EXERCISE DIRECTIONS - Copy only what runs from the line containing "point: wood grain" through the end of the material below, line for line, with both ends included.

RAW DATA -
━━━━━━━━━━━━━━━━━━━━━━━━━━━━━━

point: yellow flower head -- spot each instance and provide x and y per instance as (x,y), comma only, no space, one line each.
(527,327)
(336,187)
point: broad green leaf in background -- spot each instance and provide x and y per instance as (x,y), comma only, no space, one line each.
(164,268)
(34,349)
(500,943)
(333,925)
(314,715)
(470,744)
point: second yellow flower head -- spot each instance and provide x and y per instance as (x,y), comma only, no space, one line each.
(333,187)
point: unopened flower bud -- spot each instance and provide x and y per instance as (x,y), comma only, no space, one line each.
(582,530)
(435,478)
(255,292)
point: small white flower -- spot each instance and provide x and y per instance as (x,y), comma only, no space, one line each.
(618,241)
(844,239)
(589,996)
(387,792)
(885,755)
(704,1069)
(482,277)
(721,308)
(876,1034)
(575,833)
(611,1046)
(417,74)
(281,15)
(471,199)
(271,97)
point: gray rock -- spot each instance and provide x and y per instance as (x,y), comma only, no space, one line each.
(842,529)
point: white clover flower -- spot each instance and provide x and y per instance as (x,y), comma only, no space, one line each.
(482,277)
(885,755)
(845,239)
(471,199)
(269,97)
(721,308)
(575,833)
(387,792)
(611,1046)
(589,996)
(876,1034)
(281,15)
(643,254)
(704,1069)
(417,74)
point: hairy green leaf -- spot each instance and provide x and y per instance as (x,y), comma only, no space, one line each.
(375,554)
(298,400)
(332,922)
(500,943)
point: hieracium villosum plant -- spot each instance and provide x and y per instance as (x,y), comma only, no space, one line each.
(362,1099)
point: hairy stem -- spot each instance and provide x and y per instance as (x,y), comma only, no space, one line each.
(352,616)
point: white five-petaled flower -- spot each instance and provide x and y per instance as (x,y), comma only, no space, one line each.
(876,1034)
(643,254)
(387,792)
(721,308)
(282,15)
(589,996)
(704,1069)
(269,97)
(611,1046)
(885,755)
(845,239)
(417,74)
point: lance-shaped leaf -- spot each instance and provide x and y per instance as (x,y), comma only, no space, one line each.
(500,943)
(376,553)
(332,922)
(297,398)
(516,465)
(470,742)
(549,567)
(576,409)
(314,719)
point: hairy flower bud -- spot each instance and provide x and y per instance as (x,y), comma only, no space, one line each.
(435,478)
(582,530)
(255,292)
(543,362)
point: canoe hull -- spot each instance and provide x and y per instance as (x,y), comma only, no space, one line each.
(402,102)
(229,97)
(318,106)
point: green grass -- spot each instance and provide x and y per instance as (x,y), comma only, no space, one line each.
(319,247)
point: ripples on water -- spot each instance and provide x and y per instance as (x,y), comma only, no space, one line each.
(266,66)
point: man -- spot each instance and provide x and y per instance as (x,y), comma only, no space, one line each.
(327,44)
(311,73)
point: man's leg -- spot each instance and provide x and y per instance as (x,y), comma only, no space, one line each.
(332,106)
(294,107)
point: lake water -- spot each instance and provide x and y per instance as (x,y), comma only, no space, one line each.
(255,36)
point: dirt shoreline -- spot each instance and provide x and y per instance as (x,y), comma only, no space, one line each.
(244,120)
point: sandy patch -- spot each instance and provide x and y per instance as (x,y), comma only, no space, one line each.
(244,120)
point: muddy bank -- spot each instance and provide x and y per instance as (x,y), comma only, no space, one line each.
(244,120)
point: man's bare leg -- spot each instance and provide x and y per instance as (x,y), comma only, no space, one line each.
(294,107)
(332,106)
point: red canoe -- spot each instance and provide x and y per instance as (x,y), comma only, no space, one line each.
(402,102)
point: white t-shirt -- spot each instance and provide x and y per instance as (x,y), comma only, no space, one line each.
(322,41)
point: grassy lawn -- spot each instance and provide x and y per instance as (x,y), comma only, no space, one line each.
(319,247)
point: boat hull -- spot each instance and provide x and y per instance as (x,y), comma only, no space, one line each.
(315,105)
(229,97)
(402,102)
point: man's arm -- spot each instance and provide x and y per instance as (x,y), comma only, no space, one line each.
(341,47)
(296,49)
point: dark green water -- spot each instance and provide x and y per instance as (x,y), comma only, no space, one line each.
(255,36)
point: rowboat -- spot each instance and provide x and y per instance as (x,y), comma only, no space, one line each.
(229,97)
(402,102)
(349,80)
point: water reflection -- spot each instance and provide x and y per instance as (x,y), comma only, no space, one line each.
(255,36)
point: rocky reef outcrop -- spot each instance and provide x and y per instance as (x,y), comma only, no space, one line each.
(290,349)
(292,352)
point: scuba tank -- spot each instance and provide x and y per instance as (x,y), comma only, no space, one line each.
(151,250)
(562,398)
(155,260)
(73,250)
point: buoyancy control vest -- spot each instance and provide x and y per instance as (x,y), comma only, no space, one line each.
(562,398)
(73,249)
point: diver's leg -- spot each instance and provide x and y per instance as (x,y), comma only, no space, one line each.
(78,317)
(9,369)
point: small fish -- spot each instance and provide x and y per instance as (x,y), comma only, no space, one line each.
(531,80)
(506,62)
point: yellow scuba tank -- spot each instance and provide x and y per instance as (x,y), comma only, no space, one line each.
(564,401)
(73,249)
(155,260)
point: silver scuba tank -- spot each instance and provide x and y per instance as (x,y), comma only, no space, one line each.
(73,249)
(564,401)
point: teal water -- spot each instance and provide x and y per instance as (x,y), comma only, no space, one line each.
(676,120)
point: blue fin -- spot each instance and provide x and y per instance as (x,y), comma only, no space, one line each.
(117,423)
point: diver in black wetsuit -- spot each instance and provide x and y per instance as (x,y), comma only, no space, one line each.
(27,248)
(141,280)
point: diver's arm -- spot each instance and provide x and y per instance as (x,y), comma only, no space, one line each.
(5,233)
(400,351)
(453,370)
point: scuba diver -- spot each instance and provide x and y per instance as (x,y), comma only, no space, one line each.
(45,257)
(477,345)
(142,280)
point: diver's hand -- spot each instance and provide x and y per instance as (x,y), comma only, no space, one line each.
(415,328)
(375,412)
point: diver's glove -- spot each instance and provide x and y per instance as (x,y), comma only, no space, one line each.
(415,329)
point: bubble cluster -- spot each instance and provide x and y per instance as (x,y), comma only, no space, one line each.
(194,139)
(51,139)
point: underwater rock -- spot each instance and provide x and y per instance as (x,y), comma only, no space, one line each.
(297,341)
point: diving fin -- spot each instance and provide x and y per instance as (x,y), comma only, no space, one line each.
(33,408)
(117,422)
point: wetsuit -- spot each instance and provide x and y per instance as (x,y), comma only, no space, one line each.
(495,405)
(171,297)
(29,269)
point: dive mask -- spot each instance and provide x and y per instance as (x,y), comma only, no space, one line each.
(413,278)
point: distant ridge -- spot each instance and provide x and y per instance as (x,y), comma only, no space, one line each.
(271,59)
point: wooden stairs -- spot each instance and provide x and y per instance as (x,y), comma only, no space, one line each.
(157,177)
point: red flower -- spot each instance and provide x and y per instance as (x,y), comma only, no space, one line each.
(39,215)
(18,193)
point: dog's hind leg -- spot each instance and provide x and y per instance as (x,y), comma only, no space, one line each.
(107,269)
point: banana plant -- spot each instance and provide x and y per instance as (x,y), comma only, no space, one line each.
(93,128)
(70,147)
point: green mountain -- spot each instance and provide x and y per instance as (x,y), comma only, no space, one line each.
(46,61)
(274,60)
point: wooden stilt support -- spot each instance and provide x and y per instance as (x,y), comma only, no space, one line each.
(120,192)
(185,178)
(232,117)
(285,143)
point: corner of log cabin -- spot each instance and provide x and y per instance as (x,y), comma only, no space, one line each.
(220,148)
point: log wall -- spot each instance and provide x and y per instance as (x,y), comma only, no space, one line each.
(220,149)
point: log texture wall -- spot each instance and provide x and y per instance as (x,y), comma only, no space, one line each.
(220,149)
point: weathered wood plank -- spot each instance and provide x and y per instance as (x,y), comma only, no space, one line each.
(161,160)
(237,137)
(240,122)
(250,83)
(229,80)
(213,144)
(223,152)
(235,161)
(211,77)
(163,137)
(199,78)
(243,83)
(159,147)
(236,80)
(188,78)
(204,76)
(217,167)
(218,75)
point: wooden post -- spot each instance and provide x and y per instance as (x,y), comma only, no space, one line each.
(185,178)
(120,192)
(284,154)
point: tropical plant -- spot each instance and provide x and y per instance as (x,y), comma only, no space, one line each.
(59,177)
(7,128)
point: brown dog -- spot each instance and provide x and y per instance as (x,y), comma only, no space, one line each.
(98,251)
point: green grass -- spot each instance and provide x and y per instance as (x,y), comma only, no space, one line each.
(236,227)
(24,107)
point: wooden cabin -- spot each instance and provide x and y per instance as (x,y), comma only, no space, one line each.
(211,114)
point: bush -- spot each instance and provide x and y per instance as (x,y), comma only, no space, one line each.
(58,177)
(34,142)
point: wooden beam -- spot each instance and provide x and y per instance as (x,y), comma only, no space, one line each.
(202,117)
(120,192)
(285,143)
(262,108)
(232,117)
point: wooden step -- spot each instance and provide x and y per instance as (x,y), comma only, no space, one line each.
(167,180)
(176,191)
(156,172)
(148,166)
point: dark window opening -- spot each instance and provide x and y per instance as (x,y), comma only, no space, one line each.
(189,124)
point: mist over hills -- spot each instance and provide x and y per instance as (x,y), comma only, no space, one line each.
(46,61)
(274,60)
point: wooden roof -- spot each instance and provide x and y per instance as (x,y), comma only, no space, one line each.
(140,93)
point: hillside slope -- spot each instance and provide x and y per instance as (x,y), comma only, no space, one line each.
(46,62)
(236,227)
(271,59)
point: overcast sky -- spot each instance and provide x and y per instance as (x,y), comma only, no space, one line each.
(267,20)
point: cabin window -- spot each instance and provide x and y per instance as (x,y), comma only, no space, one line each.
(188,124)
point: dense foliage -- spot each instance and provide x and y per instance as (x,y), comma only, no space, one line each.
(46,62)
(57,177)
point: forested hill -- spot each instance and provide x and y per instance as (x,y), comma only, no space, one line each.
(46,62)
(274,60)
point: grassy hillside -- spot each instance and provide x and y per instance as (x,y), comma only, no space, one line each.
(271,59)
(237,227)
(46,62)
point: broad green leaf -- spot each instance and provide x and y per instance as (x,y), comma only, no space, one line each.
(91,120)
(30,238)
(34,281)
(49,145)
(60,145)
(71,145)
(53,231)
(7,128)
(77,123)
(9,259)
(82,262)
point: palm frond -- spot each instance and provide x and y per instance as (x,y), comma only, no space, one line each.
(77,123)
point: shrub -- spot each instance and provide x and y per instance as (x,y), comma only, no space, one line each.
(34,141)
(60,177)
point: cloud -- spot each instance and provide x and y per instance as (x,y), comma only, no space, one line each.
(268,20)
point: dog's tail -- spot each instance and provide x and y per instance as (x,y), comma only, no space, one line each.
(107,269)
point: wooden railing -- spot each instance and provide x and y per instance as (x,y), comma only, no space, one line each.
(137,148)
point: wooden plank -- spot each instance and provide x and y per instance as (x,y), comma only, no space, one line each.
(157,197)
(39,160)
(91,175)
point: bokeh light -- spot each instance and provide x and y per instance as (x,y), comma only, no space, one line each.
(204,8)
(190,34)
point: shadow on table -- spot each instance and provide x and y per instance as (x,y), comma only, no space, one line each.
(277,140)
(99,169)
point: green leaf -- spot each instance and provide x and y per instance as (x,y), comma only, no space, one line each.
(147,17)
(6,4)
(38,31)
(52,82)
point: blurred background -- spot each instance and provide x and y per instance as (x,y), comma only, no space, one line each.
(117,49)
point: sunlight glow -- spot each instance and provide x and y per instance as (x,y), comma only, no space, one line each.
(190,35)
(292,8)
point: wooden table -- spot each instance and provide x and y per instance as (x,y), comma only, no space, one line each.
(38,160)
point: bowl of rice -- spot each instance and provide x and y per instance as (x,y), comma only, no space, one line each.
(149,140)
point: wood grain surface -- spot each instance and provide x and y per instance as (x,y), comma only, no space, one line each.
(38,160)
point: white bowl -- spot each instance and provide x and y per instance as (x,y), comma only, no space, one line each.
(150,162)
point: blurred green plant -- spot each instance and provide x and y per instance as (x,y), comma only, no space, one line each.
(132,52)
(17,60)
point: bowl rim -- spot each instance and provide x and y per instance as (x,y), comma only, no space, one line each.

━━━━━━━━━━━━━━━━━━━━━━━━━━━━━━

EXPECTED OUTPUT -
point: wood grain surface -- spot each instance and provide x and y per instance as (x,y), comma only, no space, one line each.
(38,160)
point: white bowl -- spot each instance and provide x and y per instance as (x,y), comma only, no space, one line each.
(150,162)
point: blurred green plant -- spot each instance and provide x and y per instance as (x,y), comma only, no space, one line each.
(132,52)
(17,60)
point: bowl rim -- spot each instance and provide x and y per instance as (x,y), comma only, no space, one line each.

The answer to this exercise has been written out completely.